- _指示と要件_
「of the mooring」を含む行から、リストの最後の行まで(両端の行を含む)を一字一句そのまま書き写してもらえますか。

- _対象リスト_

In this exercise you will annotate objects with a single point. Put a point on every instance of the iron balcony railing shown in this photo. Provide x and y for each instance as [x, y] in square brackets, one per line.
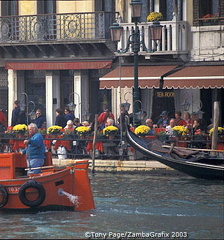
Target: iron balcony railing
[174, 37]
[56, 27]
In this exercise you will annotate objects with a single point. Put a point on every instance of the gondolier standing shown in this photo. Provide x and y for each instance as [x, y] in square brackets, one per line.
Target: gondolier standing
[35, 150]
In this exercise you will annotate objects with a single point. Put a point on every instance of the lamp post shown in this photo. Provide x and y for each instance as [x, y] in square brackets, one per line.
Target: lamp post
[72, 105]
[24, 106]
[134, 42]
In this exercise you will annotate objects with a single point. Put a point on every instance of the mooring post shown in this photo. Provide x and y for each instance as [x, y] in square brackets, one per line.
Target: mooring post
[94, 143]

- _解答_
In this exercise you will annotate objects with a single point. Put a point on every instance of the mooring post shown in this photo. Provide x and y for each instance as [x, y] in square brackets, one per line.
Target: mooring post
[94, 143]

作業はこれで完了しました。